__Exercise requirements__: The lines from the top of the material through the line with "output [[257, 101]]." are to be set down exactly. Leave the pictures out.
··· Source records ···
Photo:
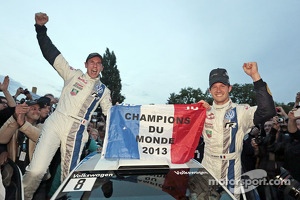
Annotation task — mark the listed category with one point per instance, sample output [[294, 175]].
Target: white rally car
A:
[[100, 178]]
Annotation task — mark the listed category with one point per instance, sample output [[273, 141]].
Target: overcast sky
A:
[[161, 46]]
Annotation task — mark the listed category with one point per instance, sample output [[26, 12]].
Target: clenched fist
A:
[[41, 18]]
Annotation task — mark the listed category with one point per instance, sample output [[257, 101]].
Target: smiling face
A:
[[94, 67], [220, 93]]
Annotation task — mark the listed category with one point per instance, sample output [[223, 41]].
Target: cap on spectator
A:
[[31, 102], [92, 55], [44, 101], [218, 75]]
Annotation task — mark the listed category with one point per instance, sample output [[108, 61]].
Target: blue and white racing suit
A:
[[67, 125], [224, 129]]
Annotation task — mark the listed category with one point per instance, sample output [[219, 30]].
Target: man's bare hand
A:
[[41, 18], [4, 85], [251, 70]]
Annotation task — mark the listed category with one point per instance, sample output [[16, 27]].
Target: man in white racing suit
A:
[[227, 123], [66, 126]]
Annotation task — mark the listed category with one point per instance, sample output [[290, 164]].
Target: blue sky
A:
[[161, 45]]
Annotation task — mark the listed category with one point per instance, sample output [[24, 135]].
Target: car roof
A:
[[95, 162], [94, 166]]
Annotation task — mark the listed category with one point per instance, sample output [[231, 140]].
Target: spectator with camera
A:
[[21, 132], [7, 108], [264, 147], [292, 153], [25, 92]]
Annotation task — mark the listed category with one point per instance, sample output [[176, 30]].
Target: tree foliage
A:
[[240, 93], [187, 96], [111, 76], [243, 93]]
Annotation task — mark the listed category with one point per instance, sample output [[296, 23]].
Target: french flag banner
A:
[[151, 131]]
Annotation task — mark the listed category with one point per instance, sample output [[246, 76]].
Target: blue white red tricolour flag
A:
[[145, 131]]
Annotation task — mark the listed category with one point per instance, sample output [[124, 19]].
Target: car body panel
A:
[[97, 178]]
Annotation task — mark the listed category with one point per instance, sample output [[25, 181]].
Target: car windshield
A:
[[156, 184]]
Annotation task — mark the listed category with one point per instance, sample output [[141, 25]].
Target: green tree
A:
[[243, 94], [187, 96], [111, 76]]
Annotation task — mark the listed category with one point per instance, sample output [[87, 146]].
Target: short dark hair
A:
[[92, 55]]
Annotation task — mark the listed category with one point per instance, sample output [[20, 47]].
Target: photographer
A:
[[265, 150], [292, 154], [19, 91]]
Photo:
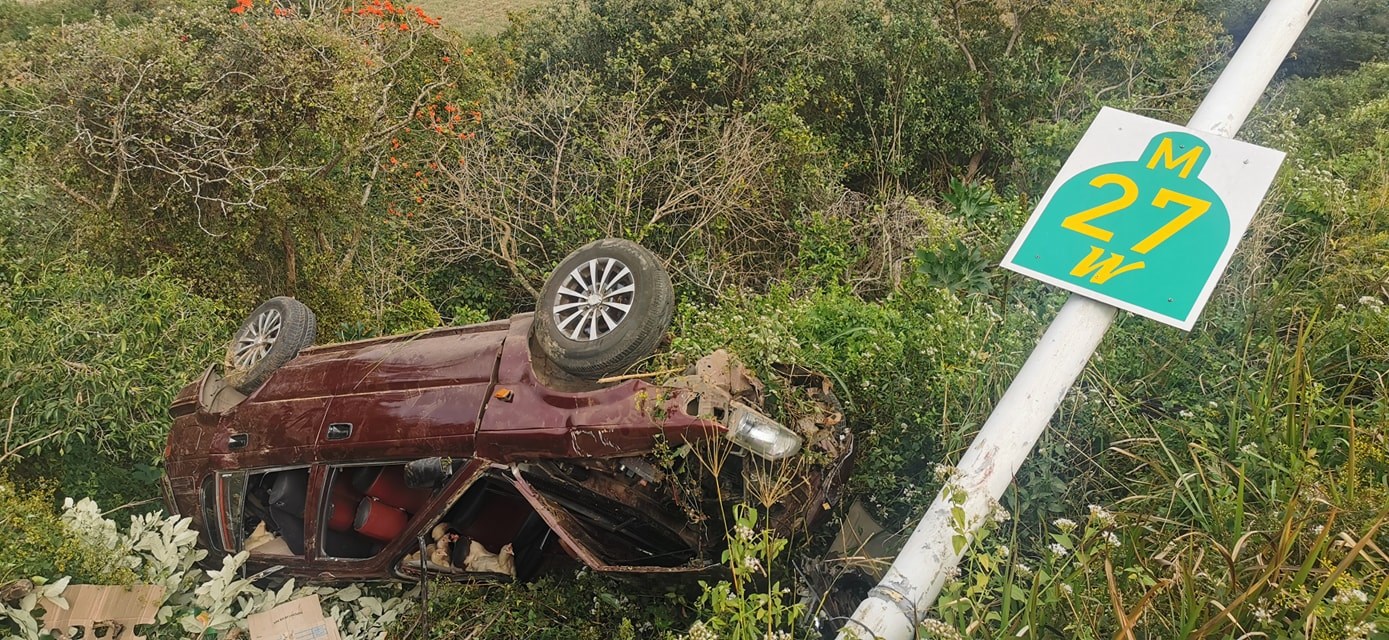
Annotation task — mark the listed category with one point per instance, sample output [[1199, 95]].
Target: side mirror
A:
[[428, 472]]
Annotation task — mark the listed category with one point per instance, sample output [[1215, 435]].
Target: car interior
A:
[[489, 529], [367, 508]]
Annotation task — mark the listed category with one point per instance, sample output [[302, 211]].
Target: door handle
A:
[[339, 431]]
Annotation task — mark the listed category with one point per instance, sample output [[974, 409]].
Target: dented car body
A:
[[457, 451]]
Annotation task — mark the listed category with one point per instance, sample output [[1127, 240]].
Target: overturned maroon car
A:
[[499, 449]]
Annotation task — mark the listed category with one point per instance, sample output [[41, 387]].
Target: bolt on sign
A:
[[1145, 215]]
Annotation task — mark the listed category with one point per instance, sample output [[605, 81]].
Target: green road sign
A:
[[1145, 215]]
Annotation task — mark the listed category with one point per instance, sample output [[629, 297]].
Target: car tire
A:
[[603, 308], [271, 336]]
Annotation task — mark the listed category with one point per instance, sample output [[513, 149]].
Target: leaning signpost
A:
[[1145, 215]]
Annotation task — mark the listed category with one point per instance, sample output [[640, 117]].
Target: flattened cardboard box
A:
[[297, 619], [104, 611]]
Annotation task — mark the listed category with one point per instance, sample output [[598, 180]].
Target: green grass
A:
[[479, 17]]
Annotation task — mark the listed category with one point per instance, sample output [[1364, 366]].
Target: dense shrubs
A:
[[249, 150], [88, 367]]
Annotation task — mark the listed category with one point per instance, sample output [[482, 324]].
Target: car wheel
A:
[[604, 307], [271, 336]]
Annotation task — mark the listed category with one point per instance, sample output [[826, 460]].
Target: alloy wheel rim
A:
[[256, 342], [595, 299]]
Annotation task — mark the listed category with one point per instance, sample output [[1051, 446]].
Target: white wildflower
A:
[[753, 564], [939, 630], [1102, 515], [700, 632]]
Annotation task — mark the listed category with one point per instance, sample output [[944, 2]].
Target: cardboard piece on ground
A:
[[297, 619], [96, 607]]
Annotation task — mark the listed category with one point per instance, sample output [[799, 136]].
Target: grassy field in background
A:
[[479, 15]]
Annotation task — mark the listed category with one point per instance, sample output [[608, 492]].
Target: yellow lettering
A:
[[1081, 222], [1103, 271], [1195, 208], [1164, 154]]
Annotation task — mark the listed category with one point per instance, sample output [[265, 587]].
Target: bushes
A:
[[89, 363], [246, 147]]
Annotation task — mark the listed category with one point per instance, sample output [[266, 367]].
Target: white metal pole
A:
[[902, 600]]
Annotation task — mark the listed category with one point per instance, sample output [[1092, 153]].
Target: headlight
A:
[[761, 435]]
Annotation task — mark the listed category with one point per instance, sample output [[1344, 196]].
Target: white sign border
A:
[[1109, 140]]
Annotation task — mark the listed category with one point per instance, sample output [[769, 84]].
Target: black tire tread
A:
[[297, 331], [649, 329]]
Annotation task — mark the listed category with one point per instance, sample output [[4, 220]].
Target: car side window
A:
[[265, 510], [368, 507]]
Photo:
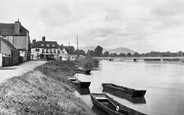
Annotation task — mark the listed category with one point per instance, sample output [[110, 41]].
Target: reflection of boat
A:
[[83, 91], [111, 106], [136, 100], [121, 90], [80, 84], [98, 111], [81, 70]]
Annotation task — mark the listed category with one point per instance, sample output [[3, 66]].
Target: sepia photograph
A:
[[92, 57]]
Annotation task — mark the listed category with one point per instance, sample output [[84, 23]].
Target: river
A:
[[164, 82]]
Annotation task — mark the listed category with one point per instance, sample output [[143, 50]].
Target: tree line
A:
[[98, 52]]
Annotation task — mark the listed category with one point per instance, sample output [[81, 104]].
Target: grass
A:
[[43, 91]]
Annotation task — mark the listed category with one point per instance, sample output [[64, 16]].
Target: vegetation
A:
[[43, 91], [98, 53]]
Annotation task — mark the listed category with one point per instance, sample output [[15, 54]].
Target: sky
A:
[[141, 25]]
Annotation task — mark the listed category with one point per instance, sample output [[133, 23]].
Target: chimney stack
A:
[[43, 38], [34, 41], [17, 27]]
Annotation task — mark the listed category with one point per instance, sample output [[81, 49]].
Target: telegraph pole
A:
[[77, 43]]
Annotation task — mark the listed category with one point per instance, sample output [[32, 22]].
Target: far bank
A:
[[45, 90]]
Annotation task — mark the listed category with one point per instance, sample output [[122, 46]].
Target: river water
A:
[[164, 82]]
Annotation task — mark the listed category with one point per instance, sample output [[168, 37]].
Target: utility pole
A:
[[77, 42], [69, 47]]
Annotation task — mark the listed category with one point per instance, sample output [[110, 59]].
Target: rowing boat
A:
[[111, 106], [121, 90]]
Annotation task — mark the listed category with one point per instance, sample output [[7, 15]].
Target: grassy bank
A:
[[43, 91]]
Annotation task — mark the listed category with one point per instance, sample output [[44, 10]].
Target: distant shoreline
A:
[[45, 90]]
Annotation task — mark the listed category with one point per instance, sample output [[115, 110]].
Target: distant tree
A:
[[113, 55], [106, 54], [129, 54], [136, 54], [98, 51], [80, 52], [90, 53], [122, 55]]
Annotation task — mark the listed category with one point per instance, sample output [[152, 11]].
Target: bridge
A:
[[142, 58]]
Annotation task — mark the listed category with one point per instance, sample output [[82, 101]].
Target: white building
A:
[[44, 49]]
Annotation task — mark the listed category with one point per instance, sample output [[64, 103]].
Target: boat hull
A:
[[120, 90], [110, 106]]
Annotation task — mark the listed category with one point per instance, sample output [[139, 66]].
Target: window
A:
[[43, 51], [37, 50]]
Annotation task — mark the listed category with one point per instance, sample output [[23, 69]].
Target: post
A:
[[77, 42]]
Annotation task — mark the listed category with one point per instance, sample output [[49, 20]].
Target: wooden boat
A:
[[111, 106], [78, 83], [135, 100], [81, 70], [121, 90]]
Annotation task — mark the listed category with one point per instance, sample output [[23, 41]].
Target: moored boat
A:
[[121, 90], [80, 84], [111, 106]]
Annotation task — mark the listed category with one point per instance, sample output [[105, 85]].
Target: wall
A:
[[5, 49]]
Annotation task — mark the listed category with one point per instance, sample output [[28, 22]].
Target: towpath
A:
[[9, 72]]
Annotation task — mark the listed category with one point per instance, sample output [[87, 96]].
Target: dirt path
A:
[[8, 72]]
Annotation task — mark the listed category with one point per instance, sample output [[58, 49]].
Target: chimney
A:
[[17, 27], [34, 41], [43, 38]]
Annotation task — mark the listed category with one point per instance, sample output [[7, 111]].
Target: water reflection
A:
[[83, 91], [98, 111], [162, 80]]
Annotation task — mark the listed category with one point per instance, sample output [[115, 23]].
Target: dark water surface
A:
[[164, 82]]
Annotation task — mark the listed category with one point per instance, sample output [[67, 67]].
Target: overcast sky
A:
[[141, 25]]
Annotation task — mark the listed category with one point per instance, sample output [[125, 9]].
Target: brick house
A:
[[62, 52], [9, 54], [17, 35], [44, 49]]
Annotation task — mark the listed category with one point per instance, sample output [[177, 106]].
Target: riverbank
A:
[[45, 90]]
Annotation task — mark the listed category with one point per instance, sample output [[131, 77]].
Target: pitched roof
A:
[[8, 29], [45, 44], [70, 49], [8, 44]]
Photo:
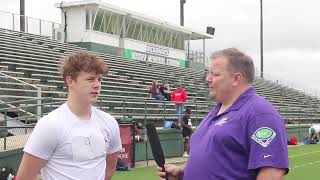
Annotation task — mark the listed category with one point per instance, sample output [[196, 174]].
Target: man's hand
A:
[[173, 172]]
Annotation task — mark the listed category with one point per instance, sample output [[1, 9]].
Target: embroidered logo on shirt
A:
[[263, 136], [266, 156], [221, 122]]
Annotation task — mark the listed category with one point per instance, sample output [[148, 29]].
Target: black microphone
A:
[[155, 146]]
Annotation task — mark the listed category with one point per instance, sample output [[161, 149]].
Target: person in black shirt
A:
[[186, 130], [165, 91]]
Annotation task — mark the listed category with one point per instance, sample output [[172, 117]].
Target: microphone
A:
[[155, 145]]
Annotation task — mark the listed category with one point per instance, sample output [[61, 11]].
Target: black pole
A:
[[261, 39], [22, 16], [182, 2]]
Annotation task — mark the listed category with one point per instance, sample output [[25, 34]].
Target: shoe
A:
[[185, 155]]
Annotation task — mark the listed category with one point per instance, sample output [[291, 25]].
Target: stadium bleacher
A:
[[35, 60]]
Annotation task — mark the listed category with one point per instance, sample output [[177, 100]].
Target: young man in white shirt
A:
[[76, 140]]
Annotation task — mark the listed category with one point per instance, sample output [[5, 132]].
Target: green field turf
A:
[[304, 165]]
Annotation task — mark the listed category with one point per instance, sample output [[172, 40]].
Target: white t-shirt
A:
[[316, 128], [75, 149]]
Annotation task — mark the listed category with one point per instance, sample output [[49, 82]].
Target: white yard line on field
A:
[[303, 154]]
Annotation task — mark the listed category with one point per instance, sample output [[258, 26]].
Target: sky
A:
[[291, 30]]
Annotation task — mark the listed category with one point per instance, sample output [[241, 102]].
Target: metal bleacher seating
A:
[[35, 60]]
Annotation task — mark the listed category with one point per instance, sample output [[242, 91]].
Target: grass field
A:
[[304, 165]]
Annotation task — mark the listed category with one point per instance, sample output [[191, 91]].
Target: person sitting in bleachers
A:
[[165, 91], [154, 91], [314, 131]]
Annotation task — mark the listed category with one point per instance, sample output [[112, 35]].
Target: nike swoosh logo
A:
[[266, 156]]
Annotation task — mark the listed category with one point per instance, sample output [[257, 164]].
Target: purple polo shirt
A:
[[233, 145]]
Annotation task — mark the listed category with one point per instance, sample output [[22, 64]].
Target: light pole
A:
[[22, 16], [182, 2], [261, 39]]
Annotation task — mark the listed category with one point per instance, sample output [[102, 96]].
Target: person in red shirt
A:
[[179, 96]]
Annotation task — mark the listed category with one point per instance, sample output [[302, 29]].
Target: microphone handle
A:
[[163, 170]]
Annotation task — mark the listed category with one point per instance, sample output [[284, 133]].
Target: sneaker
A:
[[185, 155]]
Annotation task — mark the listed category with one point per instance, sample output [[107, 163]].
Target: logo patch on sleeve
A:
[[263, 136]]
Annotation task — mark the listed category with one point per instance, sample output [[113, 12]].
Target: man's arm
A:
[[30, 167], [112, 160], [270, 173]]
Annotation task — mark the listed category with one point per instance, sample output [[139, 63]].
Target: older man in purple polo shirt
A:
[[243, 137]]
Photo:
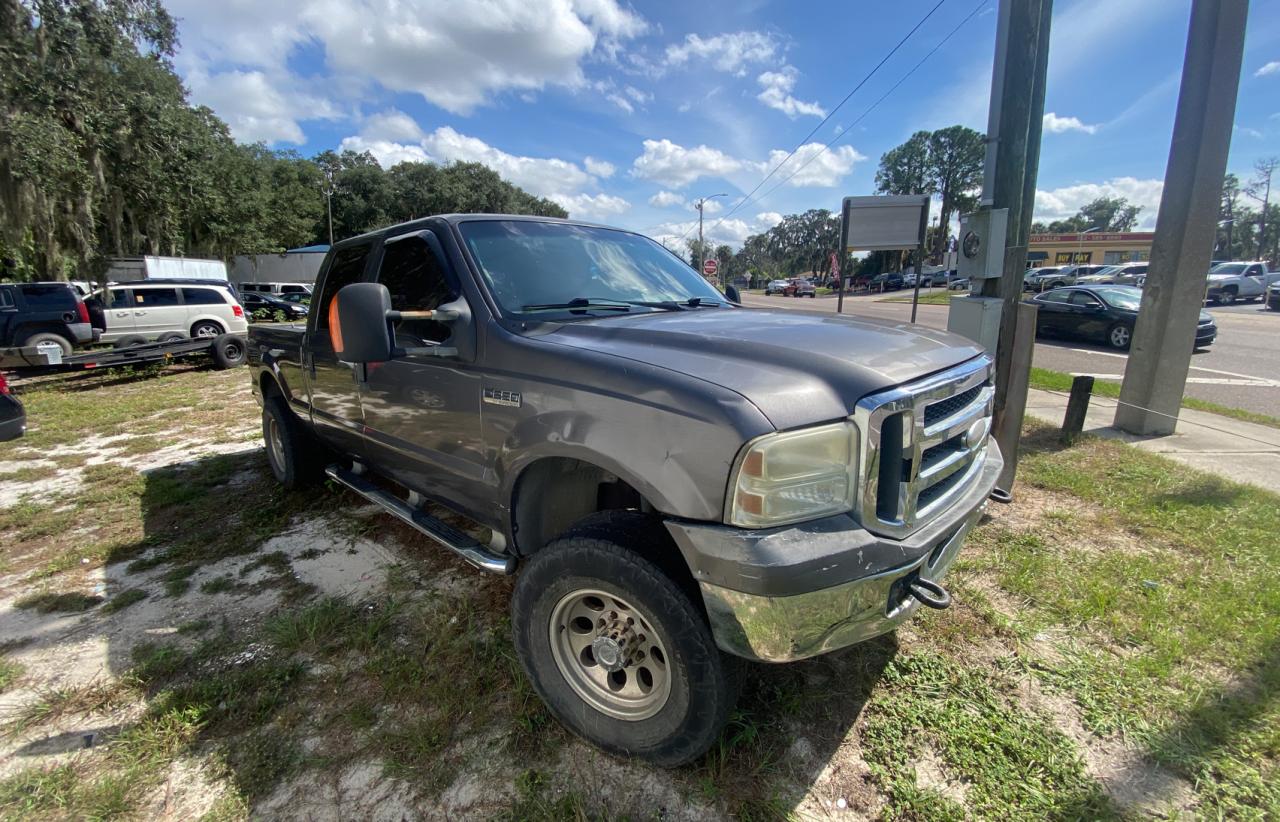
···
__Solution to the problem__:
Photo:
Annotation task — mark the listed category with one point per instance, sample output [[294, 175]].
Target: white rally car
A:
[[100, 178]]
Annotation task — mark the listed category with one point per instance, sample output [[273, 141]].
Target: overcast sky
A:
[[161, 46]]
Annotation task — mark the listed category with one point per instance, sample output [[26, 12]].
Target: clenched fist
A:
[[41, 18]]
Annotation task — mark the listed category with one point per instance, sample output [[257, 101]].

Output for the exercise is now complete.